医療ソーシャルワーカーのケース終了は,ソーシャルワーカーの組み立てられたプランニングによるものと,あらかじめ「医療法」や「診療報酬」で定められた入院日数が,イコールソーシャルワークの終結の場合もあります.
そのため,一日の中で,同時に複数の課題(問題)を解決していかなければいけない場合もあります.
例えば,十分な面接は短時間に複数回繰り返しますが,今週で施設見学(勿論,同時にソーシャルワーカー面談を組みます)をし,来週の面接で,施設決定,再来週に施設面談・入居といったようなスケジューリングをします.
最初の一週間は,各施設見学後,毎回ソーシャルワーカー面談をする場合もあります.二週目の施設決定をする面談については,1回の面談ではなく,3回くらいの面談を行って結論を出す場合もあります.

* **課題の指示**:
医療ソーシャルワーカーのケース終了についての抜粋から、「医療ソーシャルワーカーのケー」で始まり「なスケジューリングをします.」まで続く部分を、一字も変えずに書き写してください。

データセットの記録:
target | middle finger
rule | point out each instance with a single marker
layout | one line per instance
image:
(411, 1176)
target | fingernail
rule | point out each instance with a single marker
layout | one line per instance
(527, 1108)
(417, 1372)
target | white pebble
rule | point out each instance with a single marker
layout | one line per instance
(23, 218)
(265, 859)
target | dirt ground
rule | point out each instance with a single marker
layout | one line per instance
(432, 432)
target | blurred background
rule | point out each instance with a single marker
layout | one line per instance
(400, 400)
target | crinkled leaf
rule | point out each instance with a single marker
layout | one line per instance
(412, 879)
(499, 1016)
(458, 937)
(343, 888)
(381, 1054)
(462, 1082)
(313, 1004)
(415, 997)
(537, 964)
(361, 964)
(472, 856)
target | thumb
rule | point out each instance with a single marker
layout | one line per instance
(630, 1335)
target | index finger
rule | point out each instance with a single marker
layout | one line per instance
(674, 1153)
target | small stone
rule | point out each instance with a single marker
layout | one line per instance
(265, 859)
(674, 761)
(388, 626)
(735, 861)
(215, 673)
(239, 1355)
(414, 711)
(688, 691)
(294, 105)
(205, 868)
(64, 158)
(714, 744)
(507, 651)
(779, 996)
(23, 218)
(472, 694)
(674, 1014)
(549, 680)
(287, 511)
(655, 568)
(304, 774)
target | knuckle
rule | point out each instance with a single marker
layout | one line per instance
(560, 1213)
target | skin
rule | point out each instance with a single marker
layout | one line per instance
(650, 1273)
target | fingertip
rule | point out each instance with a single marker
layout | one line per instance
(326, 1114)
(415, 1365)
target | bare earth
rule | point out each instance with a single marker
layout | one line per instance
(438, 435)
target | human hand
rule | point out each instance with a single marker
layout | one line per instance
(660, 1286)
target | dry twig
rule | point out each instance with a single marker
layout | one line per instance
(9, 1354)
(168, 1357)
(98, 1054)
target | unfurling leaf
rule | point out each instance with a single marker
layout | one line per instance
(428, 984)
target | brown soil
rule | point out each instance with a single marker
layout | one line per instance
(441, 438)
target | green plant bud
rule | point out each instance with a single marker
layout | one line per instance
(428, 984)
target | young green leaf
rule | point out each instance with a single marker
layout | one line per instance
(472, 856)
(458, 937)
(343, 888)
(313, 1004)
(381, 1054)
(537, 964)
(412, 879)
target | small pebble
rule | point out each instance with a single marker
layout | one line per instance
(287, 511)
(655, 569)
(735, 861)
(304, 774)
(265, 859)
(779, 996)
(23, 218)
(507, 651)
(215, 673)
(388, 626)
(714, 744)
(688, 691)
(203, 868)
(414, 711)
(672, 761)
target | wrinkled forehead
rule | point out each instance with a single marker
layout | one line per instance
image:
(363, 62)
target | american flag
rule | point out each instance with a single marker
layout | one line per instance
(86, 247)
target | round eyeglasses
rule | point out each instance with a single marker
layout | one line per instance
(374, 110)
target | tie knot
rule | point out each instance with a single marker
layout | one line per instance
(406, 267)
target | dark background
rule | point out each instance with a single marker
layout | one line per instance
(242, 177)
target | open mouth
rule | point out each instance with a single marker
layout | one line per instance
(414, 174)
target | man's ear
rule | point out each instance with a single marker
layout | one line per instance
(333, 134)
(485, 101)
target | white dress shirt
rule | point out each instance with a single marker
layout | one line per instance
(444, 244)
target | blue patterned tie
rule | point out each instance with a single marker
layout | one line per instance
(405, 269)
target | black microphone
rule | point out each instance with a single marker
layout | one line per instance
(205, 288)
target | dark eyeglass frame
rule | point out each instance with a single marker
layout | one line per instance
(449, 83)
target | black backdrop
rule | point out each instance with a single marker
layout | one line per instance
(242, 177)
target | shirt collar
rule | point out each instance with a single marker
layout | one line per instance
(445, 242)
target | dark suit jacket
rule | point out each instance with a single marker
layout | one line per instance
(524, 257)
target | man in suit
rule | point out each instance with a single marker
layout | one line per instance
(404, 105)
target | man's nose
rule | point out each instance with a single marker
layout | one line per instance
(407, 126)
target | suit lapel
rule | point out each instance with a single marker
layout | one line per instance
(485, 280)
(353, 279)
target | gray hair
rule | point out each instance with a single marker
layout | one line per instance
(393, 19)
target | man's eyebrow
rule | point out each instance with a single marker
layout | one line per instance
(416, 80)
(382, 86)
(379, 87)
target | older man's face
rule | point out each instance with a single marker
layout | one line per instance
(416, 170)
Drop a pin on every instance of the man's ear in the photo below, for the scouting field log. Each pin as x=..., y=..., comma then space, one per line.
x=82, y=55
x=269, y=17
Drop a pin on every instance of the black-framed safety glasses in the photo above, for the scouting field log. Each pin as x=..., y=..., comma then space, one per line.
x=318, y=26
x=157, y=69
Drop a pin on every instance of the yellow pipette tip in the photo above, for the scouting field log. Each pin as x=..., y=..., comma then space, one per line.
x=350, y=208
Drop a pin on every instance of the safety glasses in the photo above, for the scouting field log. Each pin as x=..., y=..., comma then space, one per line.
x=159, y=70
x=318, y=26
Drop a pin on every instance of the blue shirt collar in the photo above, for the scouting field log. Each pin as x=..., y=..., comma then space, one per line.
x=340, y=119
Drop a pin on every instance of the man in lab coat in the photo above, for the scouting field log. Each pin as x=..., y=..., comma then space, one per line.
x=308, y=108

* **解答**:
医療ソーシャルワーカーのケース終了は,ソーシャルワーカーの組み立てられたプランニングによるものと,あらかじめ「医療法」や「診療報酬」で定められた入院日数が,イコールソーシャルワークの終結の場合もあります.
そのため,一日の中で,同時に複数の課題(問題)を解決していかなければいけない場合もあります.
例えば,十分な面接は短時間に複数回繰り返しますが,今週で施設見学(勿論,同時にソーシャルワーカー面談を組みます)をし,来週の面接で,施設決定,再来週に施設面談・入居といったようなスケジューリングをします.